● **TEXTO DO DOCUMENTO**
Por outro lado, conforme facto não provado a), não ficou demonstrada a existência de uma promessa verbal da A./Recorrida quanto à transmissão do arrendamento à R./Recorrente, termos em que carece de qualquer sentido invocar na matéria o abuso de direito.
Demais, não tendo havido transmissão do arrendamento e não resultando da factualidade apurada uma aceitação, mesmo que tácita, dessa transmissão por parte da A./Recorrida, estando o contrato de arrendamento sujeito a forma escrita, conforme artigo 1069.º do CCivil, não se vislumbra que à luz deste preceito legal, nomeadamente do seu n.º 2, e da factualidade apurada, que se possa concluir, como a R./Recorrente, no sentido de «que a autora deu tácito assentimento e reconheceu a ora Recorrente como inquilina».
A utilização do locado por parte da mesma e o recebimento pela A./Recorrida de um valor mensal correspondente à renda do locado, após o óbito da arrendatária, não confere por si só a qualidade de inquilina à R./Recorrente, atenta a manifesta oposição a tal por parte da A./Recorrida.

● **EXERCÍCIOS**
• A. Diga se cada afirmação abaixo está de acordo com o texto sobre o arrendamento, respondendo sim ou não e citando as palavras do texto que decidem a questão. (i) Ficou provada uma promessa verbal da A./Recorrida quanto à transmissão do arrendamento. (ii) O contrato de arrendamento está sujeito a forma escrita. (iii) O uso do locado e o recebimento de um valor mensal bastam, por si sós, para dar à R./Recorrente a qualidade de inquilina.
• B. Reúna todas as linhas das entradas que contêm a palavra "face", levando em conta maiúsculas e minúsculas.

● **TRECHOS DOS DADOS**

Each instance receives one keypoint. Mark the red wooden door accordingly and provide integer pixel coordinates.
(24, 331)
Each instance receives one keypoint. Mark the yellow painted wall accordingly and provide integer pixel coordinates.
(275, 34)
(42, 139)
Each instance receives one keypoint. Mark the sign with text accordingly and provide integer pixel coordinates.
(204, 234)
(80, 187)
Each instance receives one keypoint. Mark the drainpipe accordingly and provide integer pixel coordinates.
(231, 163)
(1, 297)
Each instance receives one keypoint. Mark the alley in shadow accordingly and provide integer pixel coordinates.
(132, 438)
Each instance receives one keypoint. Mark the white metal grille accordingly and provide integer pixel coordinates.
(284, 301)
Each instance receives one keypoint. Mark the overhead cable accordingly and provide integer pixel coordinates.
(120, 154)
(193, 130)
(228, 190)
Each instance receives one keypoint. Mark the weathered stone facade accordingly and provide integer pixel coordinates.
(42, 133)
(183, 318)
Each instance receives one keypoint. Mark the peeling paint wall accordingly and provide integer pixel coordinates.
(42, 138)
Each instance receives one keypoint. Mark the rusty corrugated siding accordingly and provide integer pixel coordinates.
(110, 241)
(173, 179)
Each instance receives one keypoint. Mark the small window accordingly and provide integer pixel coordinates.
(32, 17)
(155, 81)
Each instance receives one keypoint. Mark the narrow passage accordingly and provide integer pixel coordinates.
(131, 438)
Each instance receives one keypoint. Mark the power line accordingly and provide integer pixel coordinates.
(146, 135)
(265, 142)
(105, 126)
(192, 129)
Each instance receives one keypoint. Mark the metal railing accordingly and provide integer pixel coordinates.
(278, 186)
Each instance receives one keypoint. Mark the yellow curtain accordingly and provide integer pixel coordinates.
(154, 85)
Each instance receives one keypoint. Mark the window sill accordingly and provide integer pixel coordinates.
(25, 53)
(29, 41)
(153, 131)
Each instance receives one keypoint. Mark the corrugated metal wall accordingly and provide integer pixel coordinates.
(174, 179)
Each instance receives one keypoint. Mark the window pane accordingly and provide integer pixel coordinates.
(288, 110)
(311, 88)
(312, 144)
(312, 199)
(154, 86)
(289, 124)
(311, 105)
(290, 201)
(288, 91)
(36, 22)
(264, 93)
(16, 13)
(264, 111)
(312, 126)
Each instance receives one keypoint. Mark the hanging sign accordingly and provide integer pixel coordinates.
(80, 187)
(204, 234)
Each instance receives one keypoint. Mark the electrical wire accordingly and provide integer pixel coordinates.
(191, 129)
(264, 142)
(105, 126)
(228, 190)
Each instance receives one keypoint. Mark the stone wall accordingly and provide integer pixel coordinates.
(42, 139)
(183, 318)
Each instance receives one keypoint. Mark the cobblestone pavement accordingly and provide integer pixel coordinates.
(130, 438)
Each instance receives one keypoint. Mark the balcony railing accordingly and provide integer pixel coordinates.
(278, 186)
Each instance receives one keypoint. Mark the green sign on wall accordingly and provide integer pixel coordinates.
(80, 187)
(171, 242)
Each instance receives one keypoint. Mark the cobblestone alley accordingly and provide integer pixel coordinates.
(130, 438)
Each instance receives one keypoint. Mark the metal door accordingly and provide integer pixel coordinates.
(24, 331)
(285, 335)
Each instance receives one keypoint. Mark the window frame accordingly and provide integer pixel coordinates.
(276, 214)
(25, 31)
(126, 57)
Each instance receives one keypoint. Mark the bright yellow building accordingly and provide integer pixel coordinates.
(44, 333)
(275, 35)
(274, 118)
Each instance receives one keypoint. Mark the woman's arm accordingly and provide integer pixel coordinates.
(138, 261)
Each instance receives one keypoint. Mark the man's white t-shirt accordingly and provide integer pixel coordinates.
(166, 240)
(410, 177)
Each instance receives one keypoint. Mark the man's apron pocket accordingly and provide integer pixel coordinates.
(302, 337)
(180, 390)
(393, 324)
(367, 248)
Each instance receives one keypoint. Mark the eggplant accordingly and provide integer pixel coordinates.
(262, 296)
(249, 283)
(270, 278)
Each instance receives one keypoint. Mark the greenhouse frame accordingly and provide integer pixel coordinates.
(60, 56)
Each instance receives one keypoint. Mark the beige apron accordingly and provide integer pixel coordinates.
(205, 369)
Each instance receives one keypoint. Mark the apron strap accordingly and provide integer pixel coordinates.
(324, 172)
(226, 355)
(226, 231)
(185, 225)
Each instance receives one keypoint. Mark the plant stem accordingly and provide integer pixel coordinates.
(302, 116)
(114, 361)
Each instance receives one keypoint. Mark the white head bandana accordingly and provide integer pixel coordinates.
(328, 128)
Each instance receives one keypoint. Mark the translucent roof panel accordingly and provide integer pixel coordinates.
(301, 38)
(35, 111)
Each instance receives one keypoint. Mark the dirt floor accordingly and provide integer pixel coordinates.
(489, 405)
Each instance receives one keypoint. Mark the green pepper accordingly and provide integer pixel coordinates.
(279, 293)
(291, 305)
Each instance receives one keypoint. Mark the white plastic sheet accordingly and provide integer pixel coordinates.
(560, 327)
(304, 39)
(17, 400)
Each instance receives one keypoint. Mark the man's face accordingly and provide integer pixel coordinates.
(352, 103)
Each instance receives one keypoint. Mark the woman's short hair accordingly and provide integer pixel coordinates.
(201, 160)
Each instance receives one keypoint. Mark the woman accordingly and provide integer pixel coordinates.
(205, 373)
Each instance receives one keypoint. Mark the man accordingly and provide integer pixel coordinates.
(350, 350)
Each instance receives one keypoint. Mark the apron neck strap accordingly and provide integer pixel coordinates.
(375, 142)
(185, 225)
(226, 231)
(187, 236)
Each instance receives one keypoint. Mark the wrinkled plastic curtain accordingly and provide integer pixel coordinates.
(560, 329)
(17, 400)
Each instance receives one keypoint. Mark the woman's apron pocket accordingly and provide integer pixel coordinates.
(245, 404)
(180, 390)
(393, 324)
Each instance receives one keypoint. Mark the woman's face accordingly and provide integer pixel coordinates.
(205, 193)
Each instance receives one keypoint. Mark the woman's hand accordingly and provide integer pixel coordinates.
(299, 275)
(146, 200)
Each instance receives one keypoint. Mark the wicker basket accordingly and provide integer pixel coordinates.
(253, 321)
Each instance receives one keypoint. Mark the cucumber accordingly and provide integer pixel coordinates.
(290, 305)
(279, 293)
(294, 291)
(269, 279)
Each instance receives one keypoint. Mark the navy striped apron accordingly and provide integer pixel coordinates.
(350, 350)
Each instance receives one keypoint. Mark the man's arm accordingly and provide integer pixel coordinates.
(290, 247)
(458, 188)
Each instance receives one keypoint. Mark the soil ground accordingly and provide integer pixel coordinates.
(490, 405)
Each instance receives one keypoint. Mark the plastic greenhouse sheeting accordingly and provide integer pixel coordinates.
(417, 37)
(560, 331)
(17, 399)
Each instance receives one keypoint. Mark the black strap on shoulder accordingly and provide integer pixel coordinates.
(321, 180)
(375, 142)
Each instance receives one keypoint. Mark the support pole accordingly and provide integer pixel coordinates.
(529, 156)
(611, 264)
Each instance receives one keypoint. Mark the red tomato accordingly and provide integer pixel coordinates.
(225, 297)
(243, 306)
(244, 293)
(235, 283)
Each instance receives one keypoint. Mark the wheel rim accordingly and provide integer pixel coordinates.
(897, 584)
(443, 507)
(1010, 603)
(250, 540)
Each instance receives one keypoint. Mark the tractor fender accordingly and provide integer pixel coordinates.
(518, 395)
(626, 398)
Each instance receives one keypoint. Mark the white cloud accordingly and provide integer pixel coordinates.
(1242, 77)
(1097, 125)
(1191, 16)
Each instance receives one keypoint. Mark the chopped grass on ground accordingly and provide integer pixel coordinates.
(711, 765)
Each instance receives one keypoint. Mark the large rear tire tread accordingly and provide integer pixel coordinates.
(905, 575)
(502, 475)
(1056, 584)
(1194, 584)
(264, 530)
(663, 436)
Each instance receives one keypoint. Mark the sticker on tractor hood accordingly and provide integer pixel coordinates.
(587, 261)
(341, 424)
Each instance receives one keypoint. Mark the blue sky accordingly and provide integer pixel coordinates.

● **RESPOSTAS**
• A.
(i) Não: "não ficou demonstrada a existência de uma promessa verbal da A./Recorrida quanto à transmissão do arrendamento à R./Recorrente".
(ii) Sim: "estando o contrato de arrendamento sujeito a forma escrita, conforme artigo 1069.º do CCivil".
(iii) Não: "não confere por si só a qualidade de inquilina à R./Recorrente".

• B.
Each instance receives one keypoint. Mark the man's face accordingly and provide integer pixel coordinates.
Each instance receives one keypoint. Mark the woman's face accordingly and provide integer pixel coordinates.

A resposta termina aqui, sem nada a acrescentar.